Work task: Write out the entries below in full, exactly as given.

Data in this exercise:
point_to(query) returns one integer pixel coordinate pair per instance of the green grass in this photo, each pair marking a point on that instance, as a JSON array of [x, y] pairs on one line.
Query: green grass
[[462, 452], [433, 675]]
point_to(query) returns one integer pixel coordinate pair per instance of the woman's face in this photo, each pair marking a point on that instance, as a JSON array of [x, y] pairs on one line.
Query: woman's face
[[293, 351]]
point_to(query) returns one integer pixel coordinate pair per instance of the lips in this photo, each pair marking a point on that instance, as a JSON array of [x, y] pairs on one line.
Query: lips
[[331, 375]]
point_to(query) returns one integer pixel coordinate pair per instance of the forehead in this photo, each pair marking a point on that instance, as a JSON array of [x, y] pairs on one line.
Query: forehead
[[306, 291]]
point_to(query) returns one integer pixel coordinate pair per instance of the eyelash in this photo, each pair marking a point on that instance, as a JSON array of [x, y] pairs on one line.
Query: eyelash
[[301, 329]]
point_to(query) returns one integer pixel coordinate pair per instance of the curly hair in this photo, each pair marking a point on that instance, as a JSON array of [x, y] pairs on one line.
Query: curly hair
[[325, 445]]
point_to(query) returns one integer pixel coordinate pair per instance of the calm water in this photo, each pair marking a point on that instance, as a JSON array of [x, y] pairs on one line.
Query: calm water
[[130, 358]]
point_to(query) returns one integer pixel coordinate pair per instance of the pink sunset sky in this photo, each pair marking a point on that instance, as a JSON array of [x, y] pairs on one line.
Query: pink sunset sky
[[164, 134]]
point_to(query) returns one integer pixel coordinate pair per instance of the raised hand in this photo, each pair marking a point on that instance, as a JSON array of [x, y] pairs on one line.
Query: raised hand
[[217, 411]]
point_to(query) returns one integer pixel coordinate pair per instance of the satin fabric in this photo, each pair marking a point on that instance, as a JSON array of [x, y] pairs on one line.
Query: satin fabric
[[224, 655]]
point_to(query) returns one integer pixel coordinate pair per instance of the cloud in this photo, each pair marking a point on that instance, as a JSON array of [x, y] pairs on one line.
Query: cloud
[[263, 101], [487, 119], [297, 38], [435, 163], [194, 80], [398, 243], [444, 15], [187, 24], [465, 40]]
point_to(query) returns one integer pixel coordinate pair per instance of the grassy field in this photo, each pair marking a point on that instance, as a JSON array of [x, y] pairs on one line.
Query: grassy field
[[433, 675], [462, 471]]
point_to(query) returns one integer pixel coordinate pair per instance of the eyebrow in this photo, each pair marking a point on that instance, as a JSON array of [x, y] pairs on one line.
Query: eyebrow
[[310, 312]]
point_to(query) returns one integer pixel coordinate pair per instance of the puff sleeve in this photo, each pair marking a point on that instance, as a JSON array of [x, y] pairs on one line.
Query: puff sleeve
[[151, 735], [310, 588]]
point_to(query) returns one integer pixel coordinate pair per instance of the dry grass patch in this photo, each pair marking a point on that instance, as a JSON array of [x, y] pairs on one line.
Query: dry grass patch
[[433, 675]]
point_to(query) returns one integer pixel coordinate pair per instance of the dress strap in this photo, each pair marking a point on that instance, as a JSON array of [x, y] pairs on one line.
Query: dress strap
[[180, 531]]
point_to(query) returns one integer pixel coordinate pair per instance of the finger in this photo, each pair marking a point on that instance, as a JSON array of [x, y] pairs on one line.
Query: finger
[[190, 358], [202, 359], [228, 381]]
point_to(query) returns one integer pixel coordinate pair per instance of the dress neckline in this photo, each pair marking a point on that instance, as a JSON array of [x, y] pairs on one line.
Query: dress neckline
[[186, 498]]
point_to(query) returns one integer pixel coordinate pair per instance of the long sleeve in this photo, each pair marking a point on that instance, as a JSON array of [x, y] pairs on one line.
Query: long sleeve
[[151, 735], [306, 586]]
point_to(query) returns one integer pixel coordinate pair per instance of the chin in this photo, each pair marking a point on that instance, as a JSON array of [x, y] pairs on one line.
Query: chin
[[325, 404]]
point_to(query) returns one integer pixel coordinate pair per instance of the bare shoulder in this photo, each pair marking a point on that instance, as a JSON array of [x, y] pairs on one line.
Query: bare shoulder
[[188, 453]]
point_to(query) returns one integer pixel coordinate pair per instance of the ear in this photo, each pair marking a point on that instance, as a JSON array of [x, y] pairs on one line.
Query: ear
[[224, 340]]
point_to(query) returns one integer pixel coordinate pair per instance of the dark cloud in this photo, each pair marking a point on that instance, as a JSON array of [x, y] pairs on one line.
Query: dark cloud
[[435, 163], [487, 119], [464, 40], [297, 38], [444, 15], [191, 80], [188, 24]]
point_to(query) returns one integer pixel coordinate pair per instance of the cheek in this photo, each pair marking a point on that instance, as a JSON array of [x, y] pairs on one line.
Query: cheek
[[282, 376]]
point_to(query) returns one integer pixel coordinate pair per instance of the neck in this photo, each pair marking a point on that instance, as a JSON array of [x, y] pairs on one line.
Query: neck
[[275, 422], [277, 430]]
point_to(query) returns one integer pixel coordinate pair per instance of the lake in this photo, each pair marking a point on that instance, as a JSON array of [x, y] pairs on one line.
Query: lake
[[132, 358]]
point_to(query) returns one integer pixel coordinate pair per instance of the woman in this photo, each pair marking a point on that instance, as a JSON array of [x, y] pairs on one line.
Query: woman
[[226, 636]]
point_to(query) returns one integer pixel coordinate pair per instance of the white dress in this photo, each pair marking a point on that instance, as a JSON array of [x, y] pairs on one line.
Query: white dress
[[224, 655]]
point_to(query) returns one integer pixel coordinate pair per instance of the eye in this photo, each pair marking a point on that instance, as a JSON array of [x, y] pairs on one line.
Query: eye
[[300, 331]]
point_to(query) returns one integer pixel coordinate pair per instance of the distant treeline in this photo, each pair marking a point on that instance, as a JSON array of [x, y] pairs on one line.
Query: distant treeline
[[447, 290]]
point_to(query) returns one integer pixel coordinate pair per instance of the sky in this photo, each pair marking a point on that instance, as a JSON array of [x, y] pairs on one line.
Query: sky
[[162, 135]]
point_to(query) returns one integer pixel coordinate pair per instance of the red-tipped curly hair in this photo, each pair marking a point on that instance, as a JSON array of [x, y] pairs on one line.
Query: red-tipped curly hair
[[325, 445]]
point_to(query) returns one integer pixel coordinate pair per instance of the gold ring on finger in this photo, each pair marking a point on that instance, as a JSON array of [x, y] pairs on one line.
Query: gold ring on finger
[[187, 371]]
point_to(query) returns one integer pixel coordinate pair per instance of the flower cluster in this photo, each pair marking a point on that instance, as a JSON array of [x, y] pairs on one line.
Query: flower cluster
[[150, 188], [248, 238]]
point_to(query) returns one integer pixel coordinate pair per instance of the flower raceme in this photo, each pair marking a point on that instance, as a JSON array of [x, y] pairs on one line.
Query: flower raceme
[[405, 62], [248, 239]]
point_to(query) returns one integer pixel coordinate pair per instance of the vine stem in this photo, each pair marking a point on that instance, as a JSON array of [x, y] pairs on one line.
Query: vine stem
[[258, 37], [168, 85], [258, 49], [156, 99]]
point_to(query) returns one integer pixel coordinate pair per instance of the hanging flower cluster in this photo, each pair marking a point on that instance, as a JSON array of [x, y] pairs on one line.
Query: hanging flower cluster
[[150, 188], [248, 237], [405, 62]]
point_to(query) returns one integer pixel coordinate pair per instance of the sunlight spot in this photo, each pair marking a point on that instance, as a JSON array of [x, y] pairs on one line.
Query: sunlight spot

Response:
point_to(query) returns one integer pixel coordinate pair per instance of the green grass in this photo, each pair marking a point on that instance, as a JSON array of [x, y] pairs on one line.
Query: green grass
[[462, 452], [433, 675]]
point_to(query) returns one integer pixel coordinate pair per instance of the woman's face in this photo, each pair marking a point on that instance, as a JSON array of [x, y] pairs on one line.
Query: woman's face
[[293, 351]]
point_to(query) returns one integer pixel coordinate pair per instance of the lips in this photo, each pair marking a point on that instance, as a JSON array of [x, y] pairs on one line.
Query: lips
[[331, 375]]
point_to(query) returns one integer pixel coordinate pair per instance of the forehead in this photo, each pair marking a point on that instance, as a JSON array of [x, y] pairs on one line.
Query: forehead
[[306, 291]]
point_to(query) returns one integer pixel coordinate pair per instance of the eyelash in this photo, each pair marking a point on that instance, as a JSON array of [x, y] pairs on one line.
Query: eyelash
[[301, 329]]
point_to(query) returns one integer pixel coordinate pair per instance of the curly hair in this photo, each pair marking a point on that instance, as a JSON array of [x, y] pairs on one line.
Query: curly hair
[[325, 445]]
point_to(query) returns one integer pixel coordinate pair per instance of the calm water in this photo, each pair marking a point on that instance, as a JSON array of [x, y] pairs on one line.
Query: calm water
[[130, 358]]
point_to(query) returns one integer pixel coordinate pair per instance of the pink sunset sky in this photo, each pair marking a point on that instance, as a JSON array of [x, y] pairs on one line.
Query: pink sunset sky
[[164, 134]]
point_to(query) returns one integer pixel coordinate pair per instance of the raised hand in this photo, each pair marking a point on that instance, as a JSON array of [x, y] pairs on one line.
Query: raised hand
[[217, 411]]
point_to(query) returns one integer pixel coordinate pair per instance of the satin fabric in this photo, each pair marking a point on that instance, as a JSON array of [x, y] pairs on one line.
Query: satin fabric
[[224, 655]]
point_to(query) returns one integer pixel coordinate pair per instance of the cloud in this photo, each pair marking a point on that instance, as a JSON array of [x, y] pairs on one line.
Query: cloud
[[263, 101], [487, 119], [297, 38], [435, 163], [194, 80], [398, 243], [444, 15], [187, 24], [465, 40]]
point_to(query) returns one integer pixel coordinate pair per instance of the grassy field in this photo, each pair marking a point on that instance, as a JSON array of [x, y] pairs on one line.
Query: grassy field
[[433, 675], [462, 471]]
point_to(query) returns one integer pixel coordinate pair per instance of the eyebrow in this photo, each pair marking a point on that instance, as a JSON array of [x, y] pairs on one line.
Query: eyebrow
[[310, 312]]
point_to(query) returns one integer pixel coordinate pair per instance of the puff sleeve in this photo, each pair marking a point on that instance, as a JSON array of [x, y] pairs on one line.
Query: puff sleeve
[[151, 735], [310, 588]]
point_to(query) returns one integer pixel coordinate pair per instance of the dry grass patch in this photo, each pair marking a point on that instance, as a JSON array of [x, y] pairs on one line.
Query: dry grass patch
[[433, 675]]
point_to(query) returns one integer pixel coordinate pair per instance of the dress strap in this photo, each pair marking a point on that instance, as a JSON array of [x, y] pairs on one line.
Query: dress strap
[[180, 531]]
point_to(query) returns one integer pixel coordinate pair per instance of the finger in this photo, each pair marking a point on that instance, as a JSON array of [x, y] pairs on one line.
Query: finger
[[190, 358], [202, 359], [228, 381]]
point_to(query) returns one integer pixel coordinate pair per instance of the dress neckline in this photo, each pair marking a point on that instance, as a JSON array of [x, y] pairs on one line.
Query: dress neckline
[[186, 498]]
point_to(query) returns one integer pixel coordinate pair per instance of the long sleeve in this photo, each pair marking a point on that instance, as a JSON array of [x, y] pairs on one line.
Query: long sleeve
[[151, 735], [306, 586]]
point_to(query) returns one integer pixel coordinate pair per instance of the chin in this photo, each pair marking a point on that instance, as a JSON array of [x, y] pairs on one line.
Query: chin
[[325, 404]]
point_to(query) returns one integer pixel coordinate pair per instance of the bare shoulder in this photo, each pair marking a point on that instance, as a JSON array of [x, y] pairs on one line.
Query: bare shoulder
[[188, 453]]
point_to(query) returns one integer pixel coordinate pair per instance of the ear in this photo, each pair marking a point on that instance, as a JSON array of [x, y] pairs on one line.
Query: ear
[[224, 340]]
point_to(query) returns one integer pixel coordinate pair per instance of the dark cloud in this photo, each pair marking a point on that instance, as a JSON array of [x, y] pairs on one line.
Query: dark cloud
[[435, 163], [487, 119], [464, 40], [297, 38], [444, 15], [191, 80], [188, 24]]
point_to(query) returns one integer pixel coordinate pair per instance of the cheek in this photo, each pair marking a point on that instance, as a JSON array of [x, y] pairs on one line.
Query: cheek
[[282, 376]]
point_to(query) returns one integer pixel coordinate pair per instance of the neck in this photo, each pair marking a point on that instance, as a JSON array of [x, y] pairs on one line.
Query: neck
[[275, 422], [277, 430]]
point_to(query) returns one integer pixel coordinate pair per instance of the lake in this photo, each pair marking a point on that instance, as a JSON array of [x, y] pairs on one line.
Query: lake
[[132, 358]]
point_to(query) returns one integer pixel coordinate pair per instance of the woman in this photo, each pair marking a point on that instance, as a JSON array of [x, y] pairs on one line.
Query: woman
[[226, 636]]
point_to(query) returns one integer pixel coordinate pair per instance of the white dress in this photo, each pair marking a point on that instance, as a JSON array of [x, y] pairs on one line.
Query: white dress
[[224, 655]]
point_to(query) returns one integer pixel coordinate pair per instance of the eye in this photo, each pair marking a point on that instance, as a JSON array of [x, y] pairs on one line.
Query: eye
[[300, 331]]
point_to(query) returns one integer pixel coordinate pair per instance of the distant treeline in this photo, each pair marking a point on that instance, as a JSON array of [x, y] pairs on one line.
Query: distant treeline
[[447, 290]]
point_to(query) returns one integer pixel coordinate pair per instance of the sky in this photo, each pair marking a point on that instance, as a JSON array of [x, y] pairs on one line.
Query: sky
[[162, 135]]
point_to(query) returns one integer pixel coordinate pair per instance of the red-tipped curly hair in this photo, each pair marking a point on that instance, as a JSON array of [x, y] pairs on one line.
Query: red-tipped curly hair
[[325, 445]]
point_to(query) returns one integer pixel coordinate pair per instance of the gold ring on finger in this photo, each pair marking a point on that instance, as a JSON array of [x, y] pairs on one line.
Query: gold ring on finger
[[187, 371]]
point_to(query) returns one integer pixel coordinate pair per instance of the flower cluster in this photo, each pair marking a point on that instance, as a JSON array of [x, y] pairs on one line.
Query: flower cluster
[[150, 188], [248, 238]]
point_to(query) returns one integer pixel coordinate pair per instance of the flower raceme in this photo, each pair marking a point on that instance, as a JSON array of [x, y] pairs on one line.
Query: flower raceme
[[405, 62], [248, 239]]
point_to(query) returns one integer pixel coordinate pair per instance of the vine stem in this photo, each pair marking a point on that instance, as a JSON array of [x, y] pairs on one line.
Query: vine stem
[[258, 37], [168, 85], [258, 49], [156, 99]]
point_to(query) returns one integer pixel coordinate pair per instance of the hanging flower cluster in this photo, each pair marking a point on that instance, as a JSON array of [x, y] pairs on one line.
Query: hanging flower cluster
[[150, 188], [248, 237], [405, 62]]
point_to(query) returns one integer pixel coordinate pair per instance of the sunlight spot in this photo, each pair marking a point on that instance, as a JSON array of [x, y] pairs on one line.
Query: sunlight spot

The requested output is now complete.